:: INSTRUCTION ::
Write the line that includes "Point to the black trousers" and all subsequent lines, exactly as written, and nothing more.

:: DATASET CONTENT ::
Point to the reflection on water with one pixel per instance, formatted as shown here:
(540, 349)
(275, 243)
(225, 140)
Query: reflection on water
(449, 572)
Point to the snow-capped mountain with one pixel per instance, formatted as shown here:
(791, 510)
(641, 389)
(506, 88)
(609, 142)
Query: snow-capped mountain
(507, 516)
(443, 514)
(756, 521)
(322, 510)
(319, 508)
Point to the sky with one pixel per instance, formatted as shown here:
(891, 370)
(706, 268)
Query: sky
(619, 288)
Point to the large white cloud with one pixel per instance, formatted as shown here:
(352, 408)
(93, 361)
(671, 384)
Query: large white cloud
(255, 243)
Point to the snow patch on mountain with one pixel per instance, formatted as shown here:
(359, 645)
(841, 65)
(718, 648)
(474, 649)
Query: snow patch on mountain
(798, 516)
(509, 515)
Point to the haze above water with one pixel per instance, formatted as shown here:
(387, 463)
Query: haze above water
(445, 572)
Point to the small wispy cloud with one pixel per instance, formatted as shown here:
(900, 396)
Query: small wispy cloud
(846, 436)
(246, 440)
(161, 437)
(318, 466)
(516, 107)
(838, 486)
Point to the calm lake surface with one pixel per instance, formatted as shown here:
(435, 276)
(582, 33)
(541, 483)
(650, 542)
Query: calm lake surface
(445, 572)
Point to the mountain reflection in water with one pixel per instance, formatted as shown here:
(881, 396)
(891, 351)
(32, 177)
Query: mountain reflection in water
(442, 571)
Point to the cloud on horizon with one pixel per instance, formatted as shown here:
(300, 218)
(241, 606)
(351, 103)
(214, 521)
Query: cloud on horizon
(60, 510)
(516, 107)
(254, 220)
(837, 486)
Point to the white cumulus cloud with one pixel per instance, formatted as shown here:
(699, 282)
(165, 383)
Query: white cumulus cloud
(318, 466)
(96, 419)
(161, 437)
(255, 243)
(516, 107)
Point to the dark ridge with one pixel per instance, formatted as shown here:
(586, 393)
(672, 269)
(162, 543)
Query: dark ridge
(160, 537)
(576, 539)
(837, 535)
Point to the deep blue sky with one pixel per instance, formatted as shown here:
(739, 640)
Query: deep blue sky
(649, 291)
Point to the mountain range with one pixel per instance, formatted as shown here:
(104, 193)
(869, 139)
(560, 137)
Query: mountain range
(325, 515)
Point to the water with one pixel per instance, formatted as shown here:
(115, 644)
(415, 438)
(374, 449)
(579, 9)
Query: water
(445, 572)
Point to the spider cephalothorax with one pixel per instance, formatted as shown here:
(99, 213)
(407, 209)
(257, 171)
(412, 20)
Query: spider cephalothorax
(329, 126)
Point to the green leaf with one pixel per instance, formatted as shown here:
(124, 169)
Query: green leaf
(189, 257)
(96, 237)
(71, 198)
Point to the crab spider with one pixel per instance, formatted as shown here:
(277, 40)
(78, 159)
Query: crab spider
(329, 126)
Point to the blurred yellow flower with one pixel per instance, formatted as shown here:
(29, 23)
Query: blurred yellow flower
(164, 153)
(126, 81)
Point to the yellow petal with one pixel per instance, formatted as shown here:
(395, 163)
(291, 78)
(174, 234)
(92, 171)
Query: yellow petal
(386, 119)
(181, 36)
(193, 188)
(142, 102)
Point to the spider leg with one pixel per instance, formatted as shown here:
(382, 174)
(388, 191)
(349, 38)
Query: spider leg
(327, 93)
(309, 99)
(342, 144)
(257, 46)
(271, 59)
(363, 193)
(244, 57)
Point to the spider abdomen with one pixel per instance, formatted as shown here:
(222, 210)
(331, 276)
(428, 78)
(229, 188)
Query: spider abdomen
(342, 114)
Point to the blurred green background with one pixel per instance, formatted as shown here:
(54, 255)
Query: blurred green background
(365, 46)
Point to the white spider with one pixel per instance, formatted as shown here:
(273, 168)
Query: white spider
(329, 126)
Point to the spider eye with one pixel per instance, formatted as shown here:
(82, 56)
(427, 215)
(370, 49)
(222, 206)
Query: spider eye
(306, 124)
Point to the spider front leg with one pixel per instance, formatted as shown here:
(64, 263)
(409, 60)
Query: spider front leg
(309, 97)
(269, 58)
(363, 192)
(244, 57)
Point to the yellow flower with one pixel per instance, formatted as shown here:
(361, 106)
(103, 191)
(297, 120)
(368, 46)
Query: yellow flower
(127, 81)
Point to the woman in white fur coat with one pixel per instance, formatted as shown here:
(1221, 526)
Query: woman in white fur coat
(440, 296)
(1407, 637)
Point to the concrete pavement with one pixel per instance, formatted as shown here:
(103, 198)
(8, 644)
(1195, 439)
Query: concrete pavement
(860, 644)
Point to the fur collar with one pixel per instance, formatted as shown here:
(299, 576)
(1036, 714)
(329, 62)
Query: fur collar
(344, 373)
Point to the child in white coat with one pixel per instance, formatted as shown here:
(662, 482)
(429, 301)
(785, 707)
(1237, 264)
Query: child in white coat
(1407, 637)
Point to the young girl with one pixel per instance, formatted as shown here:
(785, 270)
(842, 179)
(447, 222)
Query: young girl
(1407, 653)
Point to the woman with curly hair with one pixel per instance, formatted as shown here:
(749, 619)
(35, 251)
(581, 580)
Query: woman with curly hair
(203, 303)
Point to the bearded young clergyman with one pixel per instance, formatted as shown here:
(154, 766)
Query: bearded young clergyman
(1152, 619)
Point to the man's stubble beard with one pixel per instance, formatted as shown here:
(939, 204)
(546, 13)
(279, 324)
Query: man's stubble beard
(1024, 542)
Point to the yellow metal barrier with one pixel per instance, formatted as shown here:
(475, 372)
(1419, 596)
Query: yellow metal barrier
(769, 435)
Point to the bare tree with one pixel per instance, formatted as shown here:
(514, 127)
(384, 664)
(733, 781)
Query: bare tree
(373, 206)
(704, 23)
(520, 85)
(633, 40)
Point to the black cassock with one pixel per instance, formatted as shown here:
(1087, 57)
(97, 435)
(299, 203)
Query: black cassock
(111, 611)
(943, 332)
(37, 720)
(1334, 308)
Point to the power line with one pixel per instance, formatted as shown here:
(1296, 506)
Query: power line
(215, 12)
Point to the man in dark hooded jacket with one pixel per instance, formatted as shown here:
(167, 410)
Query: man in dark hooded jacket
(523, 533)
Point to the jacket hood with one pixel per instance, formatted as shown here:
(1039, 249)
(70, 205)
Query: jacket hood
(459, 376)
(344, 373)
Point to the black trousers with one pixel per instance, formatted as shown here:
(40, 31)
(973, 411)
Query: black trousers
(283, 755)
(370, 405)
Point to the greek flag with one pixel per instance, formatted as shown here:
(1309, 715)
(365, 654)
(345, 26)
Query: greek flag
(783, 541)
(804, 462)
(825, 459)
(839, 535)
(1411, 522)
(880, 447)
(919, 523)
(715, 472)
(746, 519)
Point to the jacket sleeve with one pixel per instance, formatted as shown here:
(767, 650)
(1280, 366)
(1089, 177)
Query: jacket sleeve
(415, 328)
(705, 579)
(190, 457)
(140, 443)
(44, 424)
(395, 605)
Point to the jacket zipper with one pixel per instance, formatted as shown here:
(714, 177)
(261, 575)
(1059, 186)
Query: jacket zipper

:: ANSWER TO THE EXERCISE ::
Point to the black trousers with one pixel per instance, formatted as shown here:
(40, 31)
(973, 411)
Query: black trousers
(283, 755)
(370, 405)
Point to the greek flag with one pixel per instance, formatted as shown here:
(1309, 715)
(365, 654)
(345, 26)
Query: greek flag
(783, 541)
(804, 462)
(825, 459)
(839, 535)
(1411, 522)
(880, 447)
(919, 523)
(715, 472)
(746, 519)
Point to the jacket sleeve with one pixel per instance, formatted as shown here:
(767, 650)
(1280, 366)
(1089, 177)
Query: jacket sleeve
(415, 328)
(705, 579)
(190, 457)
(140, 443)
(44, 424)
(395, 605)
Point to the jacket zipper with one pixel per instance, formatted as shown here:
(714, 177)
(261, 575)
(1059, 186)
Query: jacket zipper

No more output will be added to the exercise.